(Stored records)
• • •

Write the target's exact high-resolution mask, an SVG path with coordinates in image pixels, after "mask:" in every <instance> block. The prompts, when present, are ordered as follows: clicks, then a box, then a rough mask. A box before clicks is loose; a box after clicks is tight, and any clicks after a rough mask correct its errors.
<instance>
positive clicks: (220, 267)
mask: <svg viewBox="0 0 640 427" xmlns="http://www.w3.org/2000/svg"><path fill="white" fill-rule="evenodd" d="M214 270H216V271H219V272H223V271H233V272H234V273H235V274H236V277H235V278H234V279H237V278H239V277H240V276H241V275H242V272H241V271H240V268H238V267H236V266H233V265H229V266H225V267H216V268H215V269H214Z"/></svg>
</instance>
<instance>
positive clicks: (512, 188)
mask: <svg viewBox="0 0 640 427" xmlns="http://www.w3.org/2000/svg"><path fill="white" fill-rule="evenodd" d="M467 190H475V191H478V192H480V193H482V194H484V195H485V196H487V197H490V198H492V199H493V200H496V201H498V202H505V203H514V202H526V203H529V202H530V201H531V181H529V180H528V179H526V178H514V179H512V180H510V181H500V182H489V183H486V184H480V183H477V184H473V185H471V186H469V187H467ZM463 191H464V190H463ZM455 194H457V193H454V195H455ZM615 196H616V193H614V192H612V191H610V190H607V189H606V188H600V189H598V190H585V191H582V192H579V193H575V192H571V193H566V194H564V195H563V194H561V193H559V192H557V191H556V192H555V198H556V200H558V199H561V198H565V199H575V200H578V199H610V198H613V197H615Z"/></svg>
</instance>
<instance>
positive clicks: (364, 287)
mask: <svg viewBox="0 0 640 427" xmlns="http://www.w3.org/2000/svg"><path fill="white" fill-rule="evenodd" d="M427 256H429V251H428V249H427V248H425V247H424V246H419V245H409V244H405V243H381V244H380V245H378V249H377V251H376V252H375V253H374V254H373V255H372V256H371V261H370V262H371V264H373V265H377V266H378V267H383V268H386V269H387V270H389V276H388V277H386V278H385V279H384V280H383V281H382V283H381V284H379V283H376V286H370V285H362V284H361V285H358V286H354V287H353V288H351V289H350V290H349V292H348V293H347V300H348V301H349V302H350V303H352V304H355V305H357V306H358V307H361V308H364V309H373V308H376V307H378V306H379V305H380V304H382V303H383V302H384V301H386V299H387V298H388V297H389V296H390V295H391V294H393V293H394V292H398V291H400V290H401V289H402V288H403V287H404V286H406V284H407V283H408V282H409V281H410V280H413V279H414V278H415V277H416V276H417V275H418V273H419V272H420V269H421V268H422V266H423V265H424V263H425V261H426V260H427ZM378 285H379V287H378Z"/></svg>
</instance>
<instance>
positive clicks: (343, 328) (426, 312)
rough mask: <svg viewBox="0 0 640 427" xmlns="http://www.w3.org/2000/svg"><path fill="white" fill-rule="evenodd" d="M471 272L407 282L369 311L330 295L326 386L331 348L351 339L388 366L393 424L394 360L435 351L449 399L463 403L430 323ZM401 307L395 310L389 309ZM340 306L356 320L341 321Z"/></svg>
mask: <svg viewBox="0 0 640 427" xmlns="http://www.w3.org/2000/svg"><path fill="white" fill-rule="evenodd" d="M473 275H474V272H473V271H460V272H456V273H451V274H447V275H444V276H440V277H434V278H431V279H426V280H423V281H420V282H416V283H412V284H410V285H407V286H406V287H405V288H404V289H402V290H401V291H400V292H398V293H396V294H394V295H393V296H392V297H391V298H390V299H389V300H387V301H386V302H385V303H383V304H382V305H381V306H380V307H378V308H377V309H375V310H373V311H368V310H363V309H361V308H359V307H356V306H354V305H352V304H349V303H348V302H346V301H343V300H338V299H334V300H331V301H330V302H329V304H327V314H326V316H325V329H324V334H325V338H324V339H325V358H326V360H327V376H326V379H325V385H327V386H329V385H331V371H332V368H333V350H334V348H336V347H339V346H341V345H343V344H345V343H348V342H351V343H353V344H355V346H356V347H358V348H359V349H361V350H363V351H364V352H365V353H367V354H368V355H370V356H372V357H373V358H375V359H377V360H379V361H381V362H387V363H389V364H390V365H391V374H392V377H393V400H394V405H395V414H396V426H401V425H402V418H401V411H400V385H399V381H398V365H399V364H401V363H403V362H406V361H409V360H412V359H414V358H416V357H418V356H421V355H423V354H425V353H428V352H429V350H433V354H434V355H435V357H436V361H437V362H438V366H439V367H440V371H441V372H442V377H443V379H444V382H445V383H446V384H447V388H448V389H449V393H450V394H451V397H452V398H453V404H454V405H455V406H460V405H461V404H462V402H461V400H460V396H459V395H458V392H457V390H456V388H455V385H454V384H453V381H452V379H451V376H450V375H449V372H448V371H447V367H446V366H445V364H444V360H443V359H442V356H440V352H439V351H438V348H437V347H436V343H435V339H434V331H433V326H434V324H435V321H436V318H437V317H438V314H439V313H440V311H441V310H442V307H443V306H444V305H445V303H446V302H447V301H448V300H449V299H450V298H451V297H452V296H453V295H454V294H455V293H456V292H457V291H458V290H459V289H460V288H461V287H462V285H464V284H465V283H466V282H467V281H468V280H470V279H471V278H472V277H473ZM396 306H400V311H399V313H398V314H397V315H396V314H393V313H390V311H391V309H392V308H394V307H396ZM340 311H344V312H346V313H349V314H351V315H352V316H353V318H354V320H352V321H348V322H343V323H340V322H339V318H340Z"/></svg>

• • •

▶ _ACTIVITY_
Would you set down all the lines above, exactly and in full?

▶ _RESULT OF THE TASK_
Write the target's exact high-resolution mask, an SVG path with coordinates in image pixels, after "mask:" in every <instance> block. The prompts, when present, are ordered as follows: clicks, then a box, then a rough mask. A box before clicks is loose; a box after clicks is tight, and any clicks after a rough mask correct its errors.
<instance>
positive clicks: (220, 267)
mask: <svg viewBox="0 0 640 427" xmlns="http://www.w3.org/2000/svg"><path fill="white" fill-rule="evenodd" d="M214 270H216V271H219V272H223V271H233V272H234V273H235V274H236V277H235V278H234V279H237V278H239V277H240V276H241V275H242V272H241V271H240V268H238V267H236V266H233V265H229V266H225V267H216V268H215V269H214Z"/></svg>
</instance>
<instance>
positive clicks: (512, 188)
mask: <svg viewBox="0 0 640 427" xmlns="http://www.w3.org/2000/svg"><path fill="white" fill-rule="evenodd" d="M467 190H475V191H478V192H480V193H482V194H484V195H485V196H487V197H490V198H492V199H493V200H496V201H498V202H505V203H514V202H526V203H529V202H530V201H531V181H529V180H528V179H526V178H514V179H512V180H510V181H500V182H489V183H486V184H480V183H477V184H473V185H471V186H469V187H467ZM463 191H464V190H463ZM455 194H457V193H454V195H455ZM615 196H616V193H614V192H612V191H610V190H607V189H606V188H600V189H598V190H585V191H582V192H579V193H575V192H571V193H566V194H564V195H563V194H561V193H559V192H557V191H556V192H555V198H556V200H558V199H561V198H565V199H575V200H578V199H610V198H613V197H615Z"/></svg>
</instance>
<instance>
positive clicks: (364, 287)
mask: <svg viewBox="0 0 640 427" xmlns="http://www.w3.org/2000/svg"><path fill="white" fill-rule="evenodd" d="M427 256H429V251H428V249H427V248H425V247H424V246H419V245H409V244H405V243H381V244H380V245H378V249H377V251H376V252H375V253H374V254H373V255H372V256H371V261H370V262H371V264H373V265H377V266H378V267H383V268H386V269H387V270H389V276H388V277H386V278H385V279H384V280H383V281H382V283H381V284H379V283H376V286H370V285H362V284H361V285H358V286H354V287H353V288H351V289H350V290H349V292H348V293H347V300H348V301H349V302H350V303H352V304H355V305H357V306H358V307H361V308H364V309H373V308H376V307H378V306H379V305H380V304H382V303H383V302H384V301H386V299H387V298H388V297H389V296H390V295H391V294H393V293H394V292H398V291H400V290H401V289H402V288H403V287H404V286H406V284H407V283H408V282H409V281H410V280H413V279H414V278H415V277H416V276H417V275H418V273H419V272H420V269H421V268H422V266H423V265H424V263H425V261H426V260H427ZM378 285H379V287H378Z"/></svg>
</instance>
<instance>
positive clicks: (343, 328) (426, 312)
rough mask: <svg viewBox="0 0 640 427" xmlns="http://www.w3.org/2000/svg"><path fill="white" fill-rule="evenodd" d="M471 272L407 282L369 311L330 295L326 386L331 348L351 339L388 366L393 424L394 360L435 351L449 399L463 403L430 323ZM401 307L395 310L389 309ZM340 306L356 320L341 321Z"/></svg>
mask: <svg viewBox="0 0 640 427" xmlns="http://www.w3.org/2000/svg"><path fill="white" fill-rule="evenodd" d="M473 275H474V272H473V271H460V272H456V273H451V274H447V275H444V276H440V277H434V278H431V279H426V280H423V281H420V282H416V283H412V284H410V285H407V286H406V287H405V288H404V289H402V290H401V291H400V292H398V293H396V294H394V295H393V296H392V297H391V298H390V299H389V300H387V301H386V302H385V303H383V304H382V305H381V306H380V307H378V308H377V309H375V310H373V311H368V310H363V309H361V308H359V307H356V306H354V305H352V304H349V303H348V302H346V301H343V300H338V299H334V300H331V301H330V302H329V304H327V314H326V316H325V329H324V334H325V338H324V339H325V358H326V360H327V376H326V379H325V385H327V386H329V385H331V371H332V368H333V350H334V348H336V347H339V346H341V345H343V344H345V343H348V342H351V343H353V344H355V346H356V347H358V348H359V349H361V350H363V351H364V352H365V353H367V354H368V355H370V356H372V357H373V358H375V359H377V360H379V361H381V362H387V363H389V364H390V365H391V374H392V377H393V400H394V405H395V414H396V426H401V425H402V418H401V411H400V385H399V381H398V365H399V364H401V363H403V362H406V361H409V360H412V359H414V358H416V357H418V356H421V355H423V354H425V353H428V352H429V350H433V354H434V355H435V357H436V361H437V362H438V366H439V367H440V371H441V372H442V377H443V379H444V382H445V383H446V384H447V388H448V389H449V393H450V394H451V397H452V398H453V404H454V405H455V406H460V405H461V404H462V402H461V400H460V396H459V395H458V392H457V390H456V388H455V385H454V384H453V381H452V379H451V376H450V375H449V372H448V371H447V367H446V366H445V364H444V360H443V359H442V356H440V352H439V351H438V348H437V347H436V343H435V339H434V331H433V326H434V324H435V321H436V318H437V317H438V314H439V313H440V311H441V310H442V307H443V306H444V305H445V303H446V302H447V301H448V300H449V299H450V298H451V297H452V296H453V295H454V294H455V293H456V292H457V291H458V290H459V289H460V288H461V287H462V285H464V284H465V283H466V282H467V281H468V280H470V279H471V278H472V277H473ZM396 306H400V311H399V313H398V314H397V315H396V314H393V313H390V311H391V309H392V308H394V307H396ZM340 311H344V312H346V313H349V314H351V315H352V316H353V318H354V320H352V321H348V322H343V323H340V322H339V318H340Z"/></svg>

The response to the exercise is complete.